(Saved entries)
··········
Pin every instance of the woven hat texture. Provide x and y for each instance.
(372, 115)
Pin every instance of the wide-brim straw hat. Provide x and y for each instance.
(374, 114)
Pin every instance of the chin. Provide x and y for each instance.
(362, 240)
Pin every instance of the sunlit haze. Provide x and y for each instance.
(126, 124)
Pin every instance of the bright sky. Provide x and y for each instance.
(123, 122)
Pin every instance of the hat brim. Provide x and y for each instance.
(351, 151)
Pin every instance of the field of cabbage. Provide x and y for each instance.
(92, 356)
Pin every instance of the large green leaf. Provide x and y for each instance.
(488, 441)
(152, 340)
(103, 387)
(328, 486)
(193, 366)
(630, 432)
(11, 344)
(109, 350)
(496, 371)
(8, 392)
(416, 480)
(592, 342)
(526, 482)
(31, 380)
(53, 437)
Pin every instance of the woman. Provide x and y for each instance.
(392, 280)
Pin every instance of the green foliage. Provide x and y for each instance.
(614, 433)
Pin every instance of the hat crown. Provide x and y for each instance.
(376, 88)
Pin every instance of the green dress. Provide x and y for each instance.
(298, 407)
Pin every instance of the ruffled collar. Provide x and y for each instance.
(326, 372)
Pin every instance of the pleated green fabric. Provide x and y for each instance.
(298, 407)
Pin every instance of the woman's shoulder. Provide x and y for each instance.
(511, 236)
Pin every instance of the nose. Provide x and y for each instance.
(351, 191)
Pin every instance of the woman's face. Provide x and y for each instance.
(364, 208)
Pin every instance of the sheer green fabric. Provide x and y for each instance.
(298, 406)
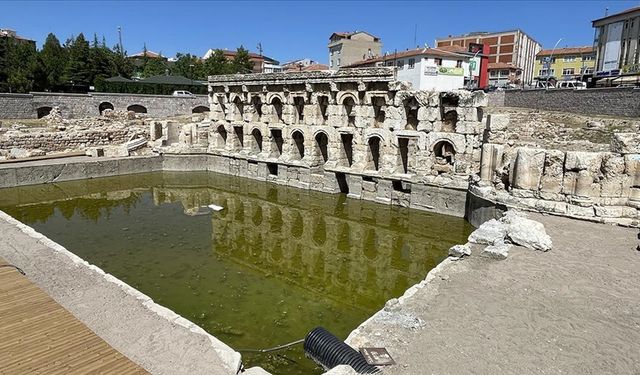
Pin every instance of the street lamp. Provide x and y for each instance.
(550, 61)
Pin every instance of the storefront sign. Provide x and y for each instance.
(450, 71)
(430, 70)
(631, 68)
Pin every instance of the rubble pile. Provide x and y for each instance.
(561, 131)
(495, 238)
(54, 134)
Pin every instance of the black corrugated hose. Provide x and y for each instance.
(329, 351)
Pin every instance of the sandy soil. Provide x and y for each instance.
(573, 310)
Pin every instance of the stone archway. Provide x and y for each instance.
(103, 106)
(43, 111)
(137, 108)
(200, 109)
(322, 146)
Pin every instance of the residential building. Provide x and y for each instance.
(511, 55)
(298, 64)
(426, 68)
(261, 63)
(617, 42)
(566, 63)
(11, 34)
(346, 48)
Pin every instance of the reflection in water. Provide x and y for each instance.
(275, 263)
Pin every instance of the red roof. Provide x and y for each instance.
(502, 66)
(449, 51)
(566, 51)
(630, 10)
(149, 54)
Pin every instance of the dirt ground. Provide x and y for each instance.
(572, 310)
(563, 131)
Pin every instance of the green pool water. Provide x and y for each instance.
(272, 265)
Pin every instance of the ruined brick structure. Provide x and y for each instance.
(354, 131)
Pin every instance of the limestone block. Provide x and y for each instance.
(616, 211)
(580, 160)
(489, 233)
(497, 122)
(428, 113)
(467, 114)
(527, 168)
(526, 232)
(575, 210)
(551, 181)
(499, 251)
(468, 127)
(625, 143)
(460, 250)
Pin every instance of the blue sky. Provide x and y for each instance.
(289, 30)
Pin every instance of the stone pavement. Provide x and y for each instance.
(572, 310)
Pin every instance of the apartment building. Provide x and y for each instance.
(426, 68)
(566, 63)
(348, 47)
(512, 54)
(617, 43)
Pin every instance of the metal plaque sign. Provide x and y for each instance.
(377, 356)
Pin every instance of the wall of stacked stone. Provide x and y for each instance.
(63, 140)
(34, 105)
(16, 106)
(624, 102)
(360, 132)
(603, 186)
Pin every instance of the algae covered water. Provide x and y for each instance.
(272, 265)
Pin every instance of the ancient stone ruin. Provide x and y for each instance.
(354, 131)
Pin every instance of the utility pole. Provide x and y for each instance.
(120, 40)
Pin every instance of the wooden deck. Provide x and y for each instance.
(38, 336)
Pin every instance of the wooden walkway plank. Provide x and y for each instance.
(40, 336)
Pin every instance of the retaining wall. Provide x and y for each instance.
(624, 102)
(35, 104)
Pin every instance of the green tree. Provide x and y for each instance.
(241, 63)
(188, 66)
(217, 64)
(120, 65)
(154, 67)
(52, 60)
(22, 62)
(78, 69)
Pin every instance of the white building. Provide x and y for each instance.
(426, 68)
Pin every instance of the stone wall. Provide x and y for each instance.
(624, 102)
(37, 104)
(352, 131)
(60, 141)
(601, 186)
(16, 106)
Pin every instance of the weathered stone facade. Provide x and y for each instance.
(624, 102)
(38, 104)
(602, 186)
(354, 131)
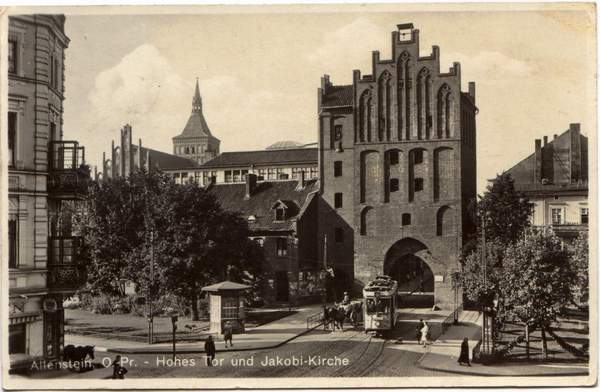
··········
◆ Task ◆
In the copy you write, the data above must appear exactly, with no pictures.

◆ Response area ◆
Pin every instance of the woven hat texture. Provide x and y for each instance.
(372, 115)
Pin every instance of the wide-brim straw hat. Provide x and y for each instance.
(374, 114)
Pin every instance of the chin. Provide x and y for each instance.
(362, 240)
Pin every instance of the sunlit haze. Provide x and y for each instance.
(126, 124)
Pin every instance of the bright sky. Provide x and y for each instance.
(123, 122)
Pin every instance of the hat brim. Provide x and y for each instance.
(351, 151)
Pin every instance of the field of cabbage. Provide x and y for each instance.
(92, 356)
Pin every instance of the large green leaf. Provide x and y for each instance.
(488, 441)
(152, 340)
(103, 387)
(328, 486)
(193, 366)
(630, 432)
(11, 344)
(109, 350)
(496, 371)
(8, 392)
(416, 480)
(592, 342)
(526, 482)
(31, 380)
(53, 437)
Pin every instance of the woman. Provide x and y for each instance.
(392, 280)
Pin every instance of the green foliage. Provide x and y for each instance.
(614, 433)
Pin every instance of the hat crown. Provide x and y for each instance.
(376, 88)
Pin every instance of the green dress. Provide x and y for each instance.
(298, 407)
Pin every instance of the ruffled collar. Provide x and y for each instance.
(326, 372)
Pin every instance of the pleated green fabric. Provide x and y for each instance.
(298, 407)
Pin every instance of the woman's shoulder. Provide x and y for each instance.
(511, 236)
Pin every instance of the nose. Provide x and y for each instance.
(351, 191)
Pin every instance of the woman's face. Provide x and y for each instance.
(364, 208)
Pin every instance of the sheer green fabric. Provide x and y for each instance.
(298, 406)
Pin every instance of the street lamp. Provide x and y for each instance.
(550, 61)
Pin every instance of the storefront sign. Provide x and y for each instance.
(450, 71)
(430, 70)
(631, 68)
Pin every instance of the rubble pile. Provide x and y for each instance.
(561, 131)
(495, 238)
(54, 134)
Pin every instance of the black corrugated hose. Provide x and y for each instance.
(329, 351)
Pin every instance of the sandy soil. Provide x and y for each instance.
(573, 310)
Pin every instance of the stone archway. Provide x and y for each instance.
(103, 106)
(43, 111)
(137, 108)
(200, 109)
(322, 146)
Pin every instance of the residential building. Provide x and y for each instance.
(511, 55)
(298, 64)
(426, 68)
(261, 63)
(617, 42)
(566, 63)
(11, 34)
(346, 48)
Pin every instance of the reflection in water. Provide x and y for each instance.
(275, 263)
Pin every instance of the red roof. Provide x and y for each instance.
(502, 66)
(449, 51)
(566, 51)
(630, 10)
(149, 54)
Pin every instance of the dirt ground. Provide x and y for each instance.
(572, 310)
(563, 131)
Pin every instance of the green pool water. Provide x and y for each instance.
(272, 265)
Pin every instance of the ruined brick structure. Provide x and y for each instance.
(354, 131)
Pin every instance of the limestone block. Provide x and y for each instance.
(616, 211)
(580, 160)
(489, 233)
(497, 122)
(428, 113)
(467, 114)
(527, 168)
(526, 232)
(575, 210)
(551, 181)
(499, 251)
(468, 127)
(625, 143)
(460, 250)
Pin every instance of the blue sky. Provide x and y for each instance.
(289, 30)
Pin every instance of the stone pavement. Provide x and y for each instance.
(572, 310)
Pin every instance of the apartment building. Provide x and y for each instance.
(426, 68)
(566, 63)
(348, 47)
(512, 54)
(617, 43)
Pin every instance of the metal plaque sign. Provide x and y for each instance.
(377, 356)
Pin every instance of the wall of stacked stone. Provide x and y for each instance.
(63, 140)
(34, 105)
(16, 106)
(624, 102)
(360, 132)
(603, 186)
Pin every instance of the algae covered water. Provide x and y for each instance.
(272, 265)
Pin every instance of the ancient stone ruin. Provide x and y for each instance.
(354, 131)
Pin every instance of the utility pole. Provide x and y for each instance.
(120, 40)
Pin every instance of the wooden deck. Provide x and y for each instance.
(38, 336)
Pin every instance of the wooden walkway plank. Provide x and y for each instance.
(40, 336)
Pin every instance of the retaining wall. Provide x and y for each instance.
(624, 102)
(35, 104)
Pin every instance of the green tree. Provide x and y for each instance.
(241, 63)
(188, 66)
(217, 64)
(120, 65)
(154, 67)
(52, 60)
(22, 62)
(78, 69)
Pin every instance of the white building. Provide x and y for each instance.
(426, 68)
Pin every instance of the stone wall. Provide x and y for each instance.
(624, 102)
(37, 104)
(352, 131)
(60, 141)
(601, 186)
(16, 106)
Pin every instance of the weathered stone facade. Provide x and y for each instance.
(624, 102)
(38, 104)
(602, 186)
(354, 131)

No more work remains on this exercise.